If you are actually looking for good quality tea leaf, I would definitely second the suggestion of going to a specialty tea shop. You could have a look at other threads on CH, including this one:
Green tea isn't really my area of expertise, so I won't recommend any particular store in the LA area. But definitely, if you can find some place good that will let you try the tea, that is a big plus.
I wouldn't blanket avoid any particular type of tea, personally. And there are some amazing Chinese green teas that are very different from Japanese green teas - whether you like one or the other better is up to you.
Korean wild green tea is also amazing if brewed correctly (very subtle, though). I have heard that there might be a place that sells it in LA (in K-town somewhere), but the only place I know of for sure that carries it is Franchia / Hangawi in NYC. (http://franchia.com/). Theirs is excellent, but quite expensive (IIRC, ~ 40-120 for 3 oz of leaf).
Keep in mind that green tea often requires cooler water than other types of tea. This is especially true with the higher grades, many of which are quite delicate. So be careful, when brewing tea, to:
* preheat your brewing vessel and drinking glass(es
) * use water that's the right temperature
* give the leaves room to expand fully
I was quite interested in your recommendation for Franchia's Korean wild green tea. I was having some difficulty with their website (I was not able to shop), so I called them. The gentleman with whom I spoke was extremely patient and helpful in explaining their offerings.
Franchia currently has three Korean green teas: 1st, 2nd and 3rd picks. The first is the most delicate and the most expensive. They only have 3oz. packs to sell (which for me is a lot on my first order if I just want to try it). The 1st pick pack of 3oz. is $100 while the 3rd pick pack of 3oz. is $35; the 2nd pick is somewhere inbetween (sorry, I don't remember exactly how much).
Thanks for this resource. Since I am in Los Angeles, I will scout the Korean markets here as you have suggested; perhaps I can find a smaller quantity. You have certainly sparked my attention for this Korean wild green tea!

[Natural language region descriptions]
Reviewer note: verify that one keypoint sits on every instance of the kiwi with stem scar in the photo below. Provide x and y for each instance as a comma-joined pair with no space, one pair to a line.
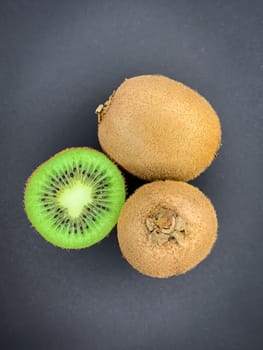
166,228
74,199
157,128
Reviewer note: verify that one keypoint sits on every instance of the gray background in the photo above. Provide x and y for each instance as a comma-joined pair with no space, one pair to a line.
58,61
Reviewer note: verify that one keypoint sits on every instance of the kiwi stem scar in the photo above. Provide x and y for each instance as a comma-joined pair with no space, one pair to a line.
164,225
75,198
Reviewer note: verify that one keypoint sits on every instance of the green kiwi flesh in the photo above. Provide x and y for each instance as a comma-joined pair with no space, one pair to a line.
74,199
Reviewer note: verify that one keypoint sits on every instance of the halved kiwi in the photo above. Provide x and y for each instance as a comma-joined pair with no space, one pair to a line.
158,128
166,228
74,199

● WHAT TO DO:
A) In the green tea discussion, what is the price of Franchia's 3oz. pack of 1st pick Korean green tea?
B) Reproduce everything in the green tea discussion from "Korean wild green tea is" down to "oz of leaf).".

● ANSWERS FOR EACH ITEM:
A) $100

B)
Korean wild green tea is also amazing if brewed correctly (very subtle, though). I have heard that there might be a place that sells it in LA (in K-town somewhere), but the only place I know of for sure that carries it is Franchia / Hangawi in NYC. (http://franchia.com/). Theirs is excellent, but quite expensive (IIRC, ~ 40-120 for 3 oz of leaf).